TASKS TO CARRY OUT>
a) Rewrite the paragraph of the fundraising column below that begins "To explain, we'll need to go back" more concisely, keeping its main facts.
b) Print the passage of the fundraising column below from "Would your firm" to "made to Children's?" without any changes.

SELECTED EXCERPT>
* * * * *

That makes it tough on charities, which are essential to the people who depend on them but might not be to the people who are asked to donate to them.
Which brings us to Children's National Medical Center. If you've just recently stumbled across this column, you might be curious about some of the stories that have appeared here over the past few weeks.
To explain, we'll need to go back about 60 years, when a man named Bill Gold started writing a daily local column in The Washington Post. Almost from the start, Bill encouraged readers to donate to Children's Hospital through the paper. Back then, he welcomed coins, bus tokens, stamps -- small offerings that were squirreled away in a shoebox before being converted to donations to the hospital.
Bill's thinking was that readers want to feel connected to their city. They want to help those who are less fortunate, but they might not know how to do that. This newspaper can make it easy.
With my columns, I try to convey some of the drama of the hospital: the skill of the doctors and nurses, the bravery of the young patients. I want to inform, entertain, inspire -- I especially want to inspire you to give.
We need to raise $500,000 by Jan. 9. So far, we've raised $100,589.56. How can we raise $399,410.44 in the next four weeks?
That's where sacrifice comes in. The foundation of this campaign has always been modest donations from many people. And so I wonder: Would you bring your lunch from home two or three days in a row rather than eat out if it meant 10 or 20 bucks for Children's Hospital? Would you do without lattes for a week, accepting the vile brew from the office coffeepot, if it meant you had $15 to donate?
Would your firm eschew the promotional gifts it doles out to customers during the holidays in favor of a letter that said a donation was being made to Children's?

* * * * *

PROVIDED RECORDS>
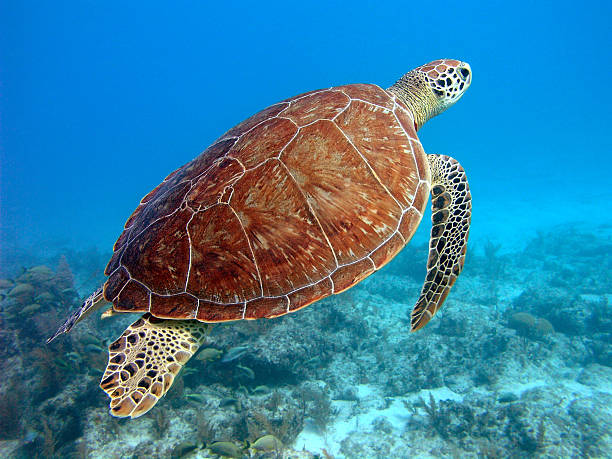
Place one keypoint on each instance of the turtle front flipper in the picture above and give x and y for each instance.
(451, 205)
(144, 361)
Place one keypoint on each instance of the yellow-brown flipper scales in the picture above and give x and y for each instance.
(144, 361)
(451, 205)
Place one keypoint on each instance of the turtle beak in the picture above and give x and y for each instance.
(465, 73)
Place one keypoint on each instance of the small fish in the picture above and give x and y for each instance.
(94, 348)
(246, 371)
(209, 354)
(234, 353)
(225, 448)
(268, 443)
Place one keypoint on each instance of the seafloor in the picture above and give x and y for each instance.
(517, 364)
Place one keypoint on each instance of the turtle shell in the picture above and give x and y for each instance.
(302, 200)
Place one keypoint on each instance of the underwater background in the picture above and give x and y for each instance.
(99, 101)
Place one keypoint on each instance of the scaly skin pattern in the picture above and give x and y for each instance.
(300, 201)
(451, 209)
(138, 374)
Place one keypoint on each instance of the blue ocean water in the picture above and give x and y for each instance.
(99, 101)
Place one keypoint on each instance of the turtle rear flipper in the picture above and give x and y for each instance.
(451, 205)
(144, 361)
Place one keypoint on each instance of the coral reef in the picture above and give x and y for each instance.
(517, 364)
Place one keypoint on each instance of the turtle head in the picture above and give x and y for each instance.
(430, 89)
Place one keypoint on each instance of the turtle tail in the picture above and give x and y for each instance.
(94, 300)
(451, 205)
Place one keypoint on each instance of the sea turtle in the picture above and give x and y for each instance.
(302, 200)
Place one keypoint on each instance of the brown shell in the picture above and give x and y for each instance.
(302, 200)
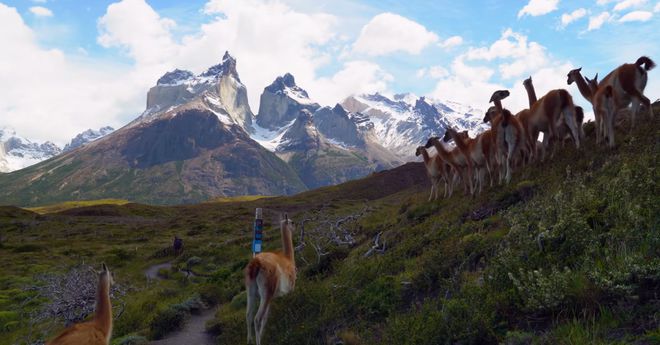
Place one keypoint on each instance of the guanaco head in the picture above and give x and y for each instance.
(431, 141)
(593, 83)
(105, 275)
(499, 95)
(287, 222)
(573, 75)
(449, 134)
(490, 114)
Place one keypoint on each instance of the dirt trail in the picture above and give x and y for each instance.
(194, 331)
(152, 271)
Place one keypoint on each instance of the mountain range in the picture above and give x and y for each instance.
(198, 139)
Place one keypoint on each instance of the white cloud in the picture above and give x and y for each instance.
(510, 59)
(134, 26)
(636, 16)
(388, 33)
(356, 77)
(538, 7)
(451, 42)
(71, 92)
(435, 72)
(595, 22)
(48, 95)
(626, 4)
(41, 11)
(568, 18)
(523, 56)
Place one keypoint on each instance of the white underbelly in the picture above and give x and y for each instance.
(284, 284)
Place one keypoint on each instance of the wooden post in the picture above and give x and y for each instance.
(258, 232)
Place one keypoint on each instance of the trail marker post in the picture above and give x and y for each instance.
(258, 232)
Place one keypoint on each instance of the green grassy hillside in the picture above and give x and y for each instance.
(567, 253)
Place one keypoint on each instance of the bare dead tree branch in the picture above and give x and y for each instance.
(323, 231)
(71, 296)
(376, 247)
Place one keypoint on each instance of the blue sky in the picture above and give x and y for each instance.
(82, 64)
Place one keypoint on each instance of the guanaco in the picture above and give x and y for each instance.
(99, 330)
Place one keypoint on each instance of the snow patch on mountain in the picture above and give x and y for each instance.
(17, 152)
(87, 137)
(270, 139)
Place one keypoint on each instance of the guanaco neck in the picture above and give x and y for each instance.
(441, 149)
(460, 143)
(531, 93)
(287, 241)
(103, 313)
(498, 106)
(425, 155)
(584, 88)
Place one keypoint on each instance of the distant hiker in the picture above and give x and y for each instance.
(177, 245)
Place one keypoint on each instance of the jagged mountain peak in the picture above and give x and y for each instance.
(226, 67)
(339, 109)
(175, 77)
(281, 101)
(284, 82)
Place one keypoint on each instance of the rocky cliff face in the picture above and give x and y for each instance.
(198, 139)
(338, 124)
(281, 102)
(220, 81)
(404, 121)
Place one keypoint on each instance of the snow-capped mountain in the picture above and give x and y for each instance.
(198, 139)
(87, 137)
(17, 152)
(323, 144)
(403, 122)
(219, 86)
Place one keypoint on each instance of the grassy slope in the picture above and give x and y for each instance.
(567, 253)
(75, 204)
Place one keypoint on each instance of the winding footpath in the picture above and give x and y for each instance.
(194, 331)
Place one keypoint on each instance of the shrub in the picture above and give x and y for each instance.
(131, 340)
(167, 321)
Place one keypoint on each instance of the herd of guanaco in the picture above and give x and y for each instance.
(512, 140)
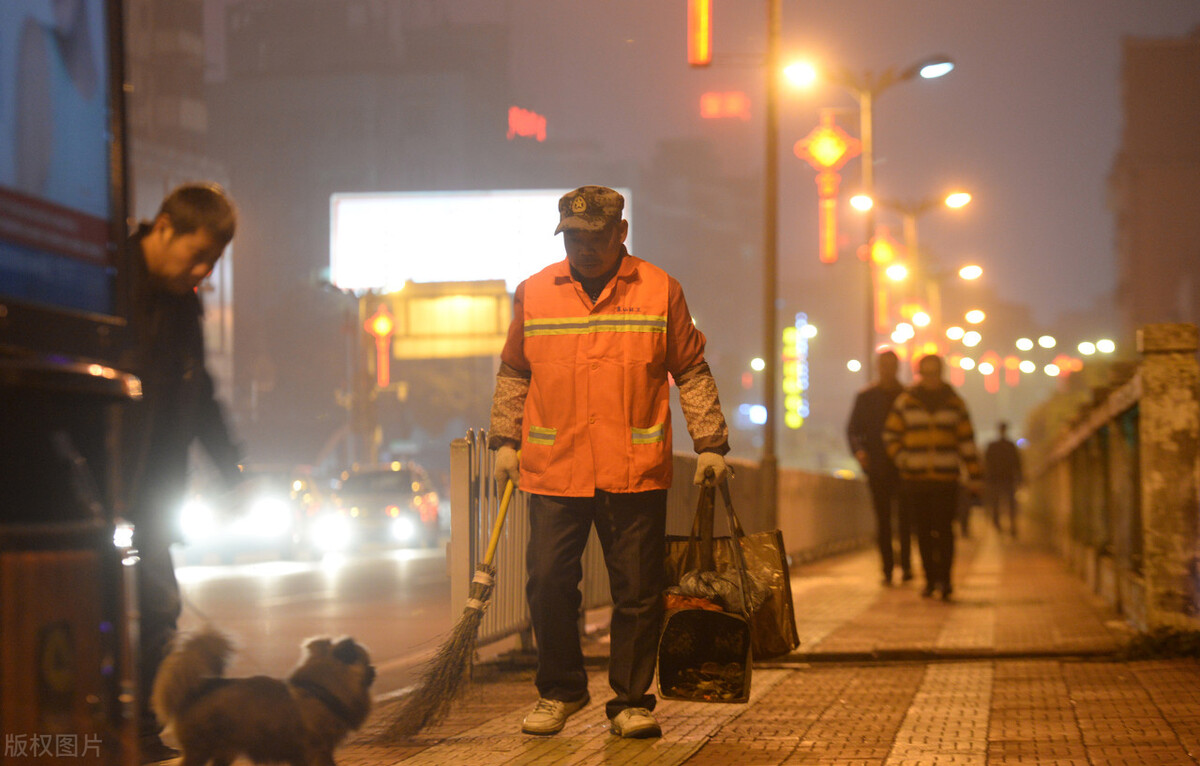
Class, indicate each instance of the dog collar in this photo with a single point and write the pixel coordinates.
(327, 698)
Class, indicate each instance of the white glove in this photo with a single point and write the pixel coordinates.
(508, 466)
(709, 460)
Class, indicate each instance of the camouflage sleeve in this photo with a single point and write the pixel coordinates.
(702, 410)
(508, 407)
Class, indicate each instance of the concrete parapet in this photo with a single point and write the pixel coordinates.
(1169, 447)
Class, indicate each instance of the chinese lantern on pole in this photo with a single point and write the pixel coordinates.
(827, 148)
(381, 327)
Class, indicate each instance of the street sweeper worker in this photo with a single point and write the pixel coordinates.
(582, 393)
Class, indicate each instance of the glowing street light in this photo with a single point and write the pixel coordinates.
(865, 89)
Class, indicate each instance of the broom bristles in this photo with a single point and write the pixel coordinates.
(443, 678)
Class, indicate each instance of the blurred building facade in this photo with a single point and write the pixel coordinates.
(1155, 183)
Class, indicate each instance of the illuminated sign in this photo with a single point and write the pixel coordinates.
(717, 105)
(526, 124)
(796, 371)
(379, 241)
(700, 33)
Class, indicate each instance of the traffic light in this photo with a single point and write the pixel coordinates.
(700, 33)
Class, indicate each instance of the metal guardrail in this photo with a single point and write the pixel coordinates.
(474, 506)
(1117, 489)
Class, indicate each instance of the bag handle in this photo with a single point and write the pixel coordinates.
(700, 544)
(737, 534)
(702, 528)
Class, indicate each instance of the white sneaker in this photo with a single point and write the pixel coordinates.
(550, 716)
(636, 723)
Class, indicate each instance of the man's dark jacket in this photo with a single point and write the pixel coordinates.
(865, 429)
(178, 404)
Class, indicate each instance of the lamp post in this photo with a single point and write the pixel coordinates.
(769, 247)
(927, 286)
(867, 88)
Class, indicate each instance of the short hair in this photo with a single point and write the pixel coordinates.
(207, 207)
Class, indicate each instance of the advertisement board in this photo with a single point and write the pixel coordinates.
(61, 179)
(382, 240)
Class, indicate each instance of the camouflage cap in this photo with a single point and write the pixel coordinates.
(589, 208)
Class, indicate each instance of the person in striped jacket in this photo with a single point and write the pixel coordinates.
(929, 436)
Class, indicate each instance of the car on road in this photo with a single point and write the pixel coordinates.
(394, 504)
(267, 515)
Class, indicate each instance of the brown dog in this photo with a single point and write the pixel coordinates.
(299, 720)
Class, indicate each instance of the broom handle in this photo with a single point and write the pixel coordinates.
(499, 522)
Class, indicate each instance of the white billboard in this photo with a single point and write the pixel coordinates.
(381, 240)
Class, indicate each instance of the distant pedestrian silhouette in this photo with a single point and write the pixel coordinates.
(1002, 476)
(865, 436)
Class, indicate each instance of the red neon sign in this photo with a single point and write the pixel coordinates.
(700, 33)
(526, 124)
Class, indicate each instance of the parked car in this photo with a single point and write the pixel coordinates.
(268, 514)
(394, 504)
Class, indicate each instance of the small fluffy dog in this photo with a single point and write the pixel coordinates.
(298, 720)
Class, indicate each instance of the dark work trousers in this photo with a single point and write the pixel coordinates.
(933, 506)
(885, 491)
(631, 528)
(159, 606)
(1002, 495)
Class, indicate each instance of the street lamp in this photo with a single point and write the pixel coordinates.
(925, 286)
(867, 88)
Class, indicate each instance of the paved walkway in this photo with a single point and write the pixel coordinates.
(1018, 669)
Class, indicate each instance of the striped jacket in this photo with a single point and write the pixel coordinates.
(929, 436)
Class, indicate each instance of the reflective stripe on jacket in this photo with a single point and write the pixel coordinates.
(598, 414)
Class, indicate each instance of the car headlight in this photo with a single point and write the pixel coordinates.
(268, 516)
(330, 532)
(403, 528)
(197, 520)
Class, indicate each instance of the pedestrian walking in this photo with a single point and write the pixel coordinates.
(864, 431)
(1001, 477)
(582, 393)
(929, 436)
(171, 256)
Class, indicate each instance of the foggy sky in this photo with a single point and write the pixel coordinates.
(1029, 123)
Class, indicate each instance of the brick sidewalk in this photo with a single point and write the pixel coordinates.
(1017, 669)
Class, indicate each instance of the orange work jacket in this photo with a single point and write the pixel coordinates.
(598, 413)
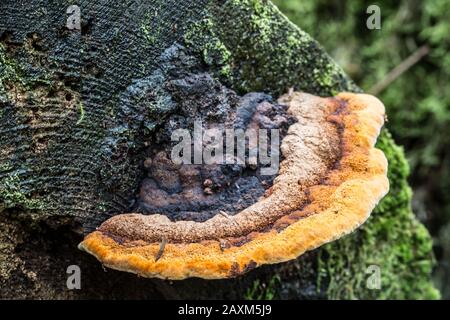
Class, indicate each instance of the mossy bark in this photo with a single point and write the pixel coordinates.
(58, 181)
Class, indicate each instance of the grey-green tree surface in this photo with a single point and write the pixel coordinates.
(78, 107)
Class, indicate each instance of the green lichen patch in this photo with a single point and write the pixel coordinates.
(268, 53)
(391, 240)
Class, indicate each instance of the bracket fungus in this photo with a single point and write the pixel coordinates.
(330, 178)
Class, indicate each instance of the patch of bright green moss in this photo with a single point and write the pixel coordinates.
(392, 239)
(266, 52)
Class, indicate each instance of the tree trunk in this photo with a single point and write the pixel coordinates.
(74, 137)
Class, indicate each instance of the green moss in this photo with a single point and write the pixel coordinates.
(201, 38)
(268, 53)
(12, 195)
(392, 239)
(265, 52)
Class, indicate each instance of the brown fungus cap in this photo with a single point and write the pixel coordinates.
(310, 203)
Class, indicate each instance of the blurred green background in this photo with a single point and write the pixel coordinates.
(407, 65)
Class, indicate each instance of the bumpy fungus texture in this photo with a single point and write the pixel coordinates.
(330, 179)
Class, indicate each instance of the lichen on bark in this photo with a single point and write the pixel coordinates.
(248, 45)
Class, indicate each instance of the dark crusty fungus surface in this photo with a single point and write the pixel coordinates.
(196, 221)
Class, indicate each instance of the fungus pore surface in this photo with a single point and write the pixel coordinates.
(222, 220)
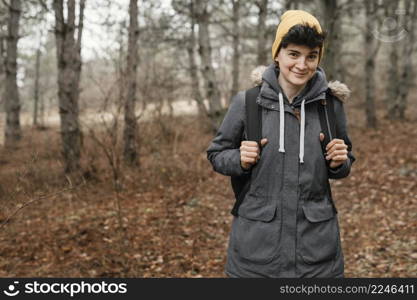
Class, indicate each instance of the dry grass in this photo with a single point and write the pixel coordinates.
(175, 209)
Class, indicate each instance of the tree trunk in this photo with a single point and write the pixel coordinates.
(332, 24)
(195, 84)
(372, 45)
(262, 55)
(13, 131)
(36, 89)
(407, 72)
(236, 52)
(212, 91)
(130, 126)
(69, 70)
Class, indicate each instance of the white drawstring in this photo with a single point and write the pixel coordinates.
(302, 131)
(281, 123)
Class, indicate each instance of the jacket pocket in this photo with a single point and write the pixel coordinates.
(318, 233)
(256, 241)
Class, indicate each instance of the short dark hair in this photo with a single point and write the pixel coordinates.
(303, 35)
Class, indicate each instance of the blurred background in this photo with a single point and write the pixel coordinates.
(108, 107)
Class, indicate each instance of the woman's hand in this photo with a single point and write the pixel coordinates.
(336, 151)
(249, 153)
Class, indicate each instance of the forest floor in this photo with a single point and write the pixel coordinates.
(171, 217)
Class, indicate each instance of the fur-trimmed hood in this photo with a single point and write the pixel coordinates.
(339, 89)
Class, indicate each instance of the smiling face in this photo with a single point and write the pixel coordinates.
(297, 64)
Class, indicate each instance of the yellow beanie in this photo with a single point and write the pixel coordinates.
(288, 20)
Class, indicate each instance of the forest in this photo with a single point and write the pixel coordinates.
(108, 107)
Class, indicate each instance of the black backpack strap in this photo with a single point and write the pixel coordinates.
(328, 127)
(241, 184)
(253, 115)
(327, 119)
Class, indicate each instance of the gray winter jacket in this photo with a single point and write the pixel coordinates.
(286, 225)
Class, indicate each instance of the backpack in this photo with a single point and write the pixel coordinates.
(241, 184)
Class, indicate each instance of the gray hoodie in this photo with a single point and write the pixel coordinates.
(287, 224)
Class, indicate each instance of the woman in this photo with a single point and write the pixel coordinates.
(287, 224)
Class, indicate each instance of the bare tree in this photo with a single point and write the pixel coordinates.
(262, 32)
(392, 90)
(130, 126)
(202, 17)
(332, 25)
(372, 45)
(68, 47)
(36, 87)
(13, 131)
(236, 43)
(398, 103)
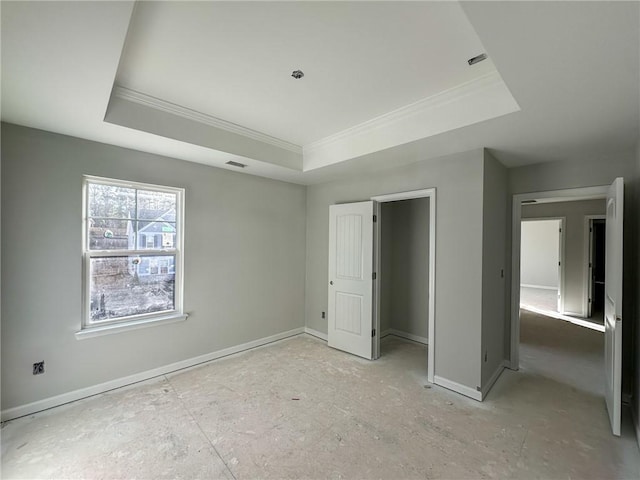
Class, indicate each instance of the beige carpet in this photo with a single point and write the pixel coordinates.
(561, 351)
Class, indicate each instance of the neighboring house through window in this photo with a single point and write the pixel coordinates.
(132, 252)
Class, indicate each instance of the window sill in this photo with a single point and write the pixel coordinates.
(97, 331)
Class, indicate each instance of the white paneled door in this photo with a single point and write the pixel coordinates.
(613, 303)
(350, 320)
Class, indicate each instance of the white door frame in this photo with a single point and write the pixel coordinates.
(582, 193)
(561, 242)
(429, 193)
(586, 264)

* * * * *

SOLUTIONS TO THE PROBLEMS>
a) About 60 years ago, Bill Gold began writing a daily local column in The Washington Post and, almost from the start, urged readers to donate to Children's Hospital through the paper. He accepted small gifts such as coins, bus tokens and stamps, kept them in a shoebox, and later converted them into donations to the hospital.

b)
Would your firm eschew the promotional gifts it doles out to customers during the holidays in favor of a letter that said a donation was being made to Children's?